━━━ Extrait à lire

Depuis quelques mois, la résistance des communautés face aux activités minières s’intensifie dans l’ouest de l’Argentine, principalement au travers de blocages sélectifs de camions allant aux mines. Les habitants de La Rioja sont mobilisés contre l’installation de l’entreprise canadienne Osisko, tandis que ceux de Catamarca s’opposent à la poursuite du projet de Minera Alumbrera, filiale du géant minier suisse Xstrata, après avoir souffert durant quinze ans des impacts sociaux et environnementaux de ses activités. Ces manifestations ont été durement réprimées à Tinogasta, Belén et Amaicha, faisant des dizaines de blessés.

La situation empire aussi à Andalgala, où une répression féroce avait déjà eu lieu il y a tout juste deux ans : depuis quelques jours, un groupe pro-minier bloque l’entrée de la ville, empêchant le passage de journalistes et de personnes venues soutenir l’assemblée locale, tandis que les maisons de plusieurs manifestants sont fouillées sans motif par la police. En décembre 2011, un rapport de l’ONU s’inquiétait déjà de l’utilisation démesurée de la force et de représailles contre les personnes défendant leurs droits économiques, sociaux et culturels en Argentine.

Tinogasta, la répression indigne

Par Carlos Ruiz*

Des centaines de milliers d’habitants de toute la cordillère des Andes résistent, comme l’ont fait toutes les populations tout au long de l’histoire. Mais il y a encore des gens qui vivent dans d’autres régions du pays et qui ne comprennent pas la lutte de ces peuples qui ne veulent pas de l’exploitation minière. Ils n’en veulent pas. Non. Ils n’en veulent pas pour de nombreuses et sérieuses raisons, scientifiques et non scientifiques. Peut-être est-ce difficile à comprendre pour ceux qui ne vivent pas là.

Pourquoi défendre à outrance une modernité périmée, qui arrive à contretemps, avec des promesses de progrès et de développement que personne ne croit ni ne peut soutenir ? Au moins sans toucher d’importants salaires et bénéfices, ou bien sans prendre des postures biaisées ou des visions purement économicistes. Pourquoi mépriser l’immense culture et les savoirs de villages ancestraux, habités par des Argentins qui ont pourtant les mêmes droits et le même statut que ceux qui vivent entassés à Buenos Aires ? Gioja, le gouverneur pro-minier de la province de San Juan, l’a dit très clairement il y a quelques jours (alors qu’il nous traitait de « nazis ») quand il a exprimé sa propre pensée : « Les écologistes ne veulent pas que les pauvres aient accès au progrès ».

L’échec de la politique extractiviste

La répression à Tinogasta, brutale, démesurée, oblige à s’arrêter [1]. Les forces spéciales de la police, montant la garde devant des camions miniers remplis de poison et d’explosifs, ont tiré – littéralement – sur des habitants pacifiques, parmi lesquels des centaines de femmes et d’enfants. Ils ont lâché leurs chiens furieux contre les personnes qui étaient assises sur la route pour empêcher les camions miniers de passer (un chien a mordu une femme et a failli lui arracher un sein). C’est un échec total de la politique.

━━━━━━
━━━ Données fournies

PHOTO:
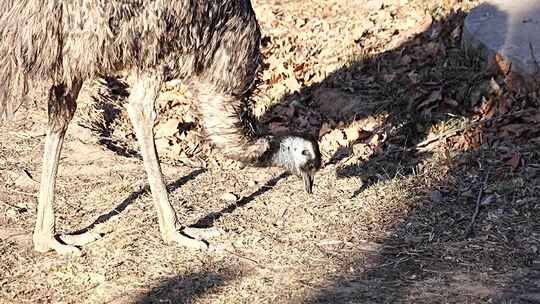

━━━━━━

**Consigne donnée**
Répondez aux questions suivantes d'après l'extrait, en reprenant la même lettre devant chaque réponse.
(a) Contre l'installation de quelle entreprise canadienne les habitants de La Rioja sont-ils mobilisés ?
(b) En quel mois et quelle année un rapport de l'ONU s'inquiétait-il de l'utilisation démesurée de la force en Argentine ?
(c) Quel est le nom du gouverneur pro-minier de la province de San Juan ?
Les données constituent un ensemble à part, distinct de l'extrait.

**Réponse attendue**
(a) Osisko
(b) Décembre 2011
(c) Gioja